═══ PROVIDED DATA

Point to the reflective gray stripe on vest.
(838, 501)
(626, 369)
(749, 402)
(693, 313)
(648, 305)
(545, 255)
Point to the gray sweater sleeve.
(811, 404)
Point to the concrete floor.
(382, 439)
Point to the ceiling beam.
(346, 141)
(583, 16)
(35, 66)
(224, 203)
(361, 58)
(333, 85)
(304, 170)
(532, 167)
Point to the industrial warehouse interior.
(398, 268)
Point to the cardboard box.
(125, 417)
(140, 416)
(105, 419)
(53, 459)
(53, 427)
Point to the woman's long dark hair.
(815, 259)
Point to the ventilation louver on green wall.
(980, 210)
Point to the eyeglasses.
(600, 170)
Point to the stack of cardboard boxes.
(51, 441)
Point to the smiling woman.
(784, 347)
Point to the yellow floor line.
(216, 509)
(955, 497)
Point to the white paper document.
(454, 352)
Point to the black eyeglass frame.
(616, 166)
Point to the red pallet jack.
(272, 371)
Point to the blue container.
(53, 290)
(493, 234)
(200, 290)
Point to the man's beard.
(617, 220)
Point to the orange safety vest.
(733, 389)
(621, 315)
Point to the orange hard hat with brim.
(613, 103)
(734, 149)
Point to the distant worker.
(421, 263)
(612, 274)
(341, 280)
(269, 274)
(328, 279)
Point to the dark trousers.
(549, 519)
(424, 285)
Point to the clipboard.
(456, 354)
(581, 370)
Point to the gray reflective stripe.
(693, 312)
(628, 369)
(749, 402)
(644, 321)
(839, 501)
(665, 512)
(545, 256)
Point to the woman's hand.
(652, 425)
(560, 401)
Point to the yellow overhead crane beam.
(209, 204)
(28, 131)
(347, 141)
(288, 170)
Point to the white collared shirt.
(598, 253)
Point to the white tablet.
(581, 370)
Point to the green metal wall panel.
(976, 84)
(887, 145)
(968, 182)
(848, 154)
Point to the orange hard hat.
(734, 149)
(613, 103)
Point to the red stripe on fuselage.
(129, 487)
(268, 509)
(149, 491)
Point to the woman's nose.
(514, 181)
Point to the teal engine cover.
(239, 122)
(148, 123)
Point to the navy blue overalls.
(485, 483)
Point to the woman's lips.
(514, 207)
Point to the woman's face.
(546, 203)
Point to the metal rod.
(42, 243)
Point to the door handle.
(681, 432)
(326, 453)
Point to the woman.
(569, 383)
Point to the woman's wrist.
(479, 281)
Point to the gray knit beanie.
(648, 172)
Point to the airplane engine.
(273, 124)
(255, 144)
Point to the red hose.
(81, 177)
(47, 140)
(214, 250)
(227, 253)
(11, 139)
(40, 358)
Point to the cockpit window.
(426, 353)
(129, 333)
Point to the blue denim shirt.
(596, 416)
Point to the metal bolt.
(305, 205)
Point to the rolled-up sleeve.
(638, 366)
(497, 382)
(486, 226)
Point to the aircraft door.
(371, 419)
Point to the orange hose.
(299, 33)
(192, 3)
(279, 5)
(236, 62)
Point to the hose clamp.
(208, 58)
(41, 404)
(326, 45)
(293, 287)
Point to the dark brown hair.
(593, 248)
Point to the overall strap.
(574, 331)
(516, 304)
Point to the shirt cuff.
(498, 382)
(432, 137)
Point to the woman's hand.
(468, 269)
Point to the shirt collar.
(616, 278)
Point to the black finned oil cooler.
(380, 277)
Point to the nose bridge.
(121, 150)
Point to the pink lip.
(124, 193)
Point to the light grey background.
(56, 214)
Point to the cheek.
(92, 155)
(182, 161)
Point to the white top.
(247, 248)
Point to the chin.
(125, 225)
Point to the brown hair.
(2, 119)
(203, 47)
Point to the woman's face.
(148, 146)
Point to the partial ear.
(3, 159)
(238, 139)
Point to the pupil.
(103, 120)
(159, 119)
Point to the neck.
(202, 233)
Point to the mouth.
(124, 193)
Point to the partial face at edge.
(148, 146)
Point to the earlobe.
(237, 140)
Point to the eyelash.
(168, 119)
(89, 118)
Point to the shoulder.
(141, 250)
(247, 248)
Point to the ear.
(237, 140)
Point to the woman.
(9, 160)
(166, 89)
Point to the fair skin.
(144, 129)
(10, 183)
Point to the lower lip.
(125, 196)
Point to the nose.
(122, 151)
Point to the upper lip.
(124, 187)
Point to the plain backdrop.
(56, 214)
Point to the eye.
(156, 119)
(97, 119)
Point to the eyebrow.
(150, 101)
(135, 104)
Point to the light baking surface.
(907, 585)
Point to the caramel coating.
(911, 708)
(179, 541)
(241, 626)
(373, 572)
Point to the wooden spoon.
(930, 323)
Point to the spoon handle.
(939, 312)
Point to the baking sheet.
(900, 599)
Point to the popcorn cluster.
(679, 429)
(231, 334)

══════

WORK TO DO: Could you rewrite all the items above so that every "orange hard hat" becomes "orange helmet", leaving everything else unchanged?

SOLUTION FOR THIS TASK:
Point to the reflective gray stripe on vest.
(838, 501)
(626, 369)
(749, 402)
(693, 313)
(648, 305)
(545, 255)
Point to the gray sweater sleeve.
(811, 404)
Point to the concrete floor.
(382, 439)
Point to the ceiling beam.
(346, 141)
(583, 16)
(35, 66)
(224, 203)
(361, 58)
(333, 85)
(304, 170)
(532, 167)
Point to the industrial warehouse interior.
(398, 268)
Point to the cardboard box.
(125, 417)
(140, 416)
(105, 419)
(53, 459)
(53, 427)
Point to the woman's long dark hair.
(815, 259)
Point to the ventilation louver on green wall.
(980, 210)
Point to the eyeglasses.
(600, 170)
Point to the stack of cardboard boxes.
(51, 441)
Point to the smiling woman.
(784, 347)
Point to the yellow floor line.
(216, 509)
(955, 497)
Point to the white paper document.
(454, 352)
Point to the black eyeglass frame.
(616, 166)
Point to the red pallet jack.
(272, 371)
Point to the blue container.
(53, 290)
(493, 234)
(200, 290)
Point to the man's beard.
(617, 220)
Point to the orange safety vest.
(733, 389)
(621, 315)
Point to the orange helmet with brim.
(613, 103)
(734, 149)
Point to the distant worker.
(421, 263)
(612, 274)
(341, 280)
(269, 274)
(328, 279)
Point to the dark trousers.
(549, 519)
(424, 285)
Point to the clipboard.
(456, 354)
(581, 370)
Point to the gray reflective stripe.
(693, 312)
(628, 369)
(749, 402)
(644, 321)
(839, 501)
(665, 512)
(545, 256)
Point to the woman's hand.
(652, 425)
(560, 401)
Point to the yellow overhead crane beam.
(209, 204)
(28, 131)
(347, 141)
(288, 170)
Point to the white collared shirt.
(598, 253)
Point to the white tablet.
(581, 370)
Point to the green metal wall panel.
(976, 84)
(887, 145)
(968, 182)
(848, 154)
Point to the orange helmet.
(734, 149)
(613, 103)
Point to the red stripe on fuselage.
(129, 487)
(268, 509)
(149, 491)
Point to the woman's nose.
(514, 181)
Point to the teal engine cover.
(239, 122)
(148, 123)
Point to the navy blue overalls.
(485, 483)
Point to the woman's lips.
(514, 207)
Point to the woman's face.
(546, 203)
Point to the metal rod.
(42, 243)
Point to the door handle.
(681, 432)
(326, 453)
Point to the woman.
(569, 383)
Point to the woman's wrist.
(479, 281)
Point to the gray knit beanie.
(648, 172)
Point to the airplane engine.
(273, 124)
(255, 144)
Point to the red hose.
(81, 177)
(47, 140)
(214, 250)
(227, 253)
(11, 139)
(40, 358)
Point to the cockpit window.
(426, 353)
(129, 333)
Point to the blue denim shirt.
(596, 416)
Point to the metal bolt.
(305, 205)
Point to the rolled-up sleeve.
(638, 366)
(497, 382)
(486, 226)
Point to the aircraft door.
(371, 419)
Point to the orange hose.
(299, 33)
(192, 3)
(279, 5)
(236, 62)
Point to the hose clamp.
(208, 58)
(41, 404)
(326, 45)
(293, 287)
Point to the dark brown hair.
(593, 248)
Point to the overall strap.
(574, 331)
(516, 304)
Point to the shirt cuff.
(498, 382)
(432, 137)
Point to the woman's hand.
(468, 269)
Point to the shirt collar.
(616, 278)
Point to the black finned oil cooler.
(380, 277)
Point to the nose bridge.
(121, 150)
Point to the pink lip.
(124, 193)
Point to the light grey background.
(56, 214)
Point to the cheek.
(92, 155)
(182, 161)
Point to the white top.
(247, 248)
Point to the chin.
(125, 225)
Point to the brown hair.
(2, 119)
(203, 47)
Point to the woman's face.
(148, 146)
Point to the partial ear.
(3, 159)
(238, 139)
Point to the pupil.
(103, 120)
(159, 119)
Point to the neck.
(202, 233)
Point to the mouth.
(124, 193)
Point to the partial face at edge.
(148, 146)
Point to the earlobe.
(237, 140)
Point to the eyelash.
(168, 119)
(89, 118)
Point to the shoulder.
(141, 250)
(247, 248)
Point to the ear.
(237, 140)
Point to the woman.
(9, 160)
(166, 89)
Point to the fair skin.
(144, 129)
(10, 183)
Point to the lower lip.
(125, 196)
Point to the nose.
(122, 151)
Point to the upper lip.
(124, 187)
Point to the plain backdrop.
(56, 214)
Point to the eye.
(156, 119)
(97, 119)
Point to the eyebrow.
(150, 101)
(135, 104)
Point to the light baking surface.
(907, 585)
Point to the caramel coating.
(911, 708)
(179, 541)
(241, 626)
(373, 572)
Point to the wooden spoon.
(930, 323)
Point to the spoon handle.
(939, 312)
Point to the baking sheet.
(900, 599)
Point to the popcorn cluster.
(679, 429)
(231, 334)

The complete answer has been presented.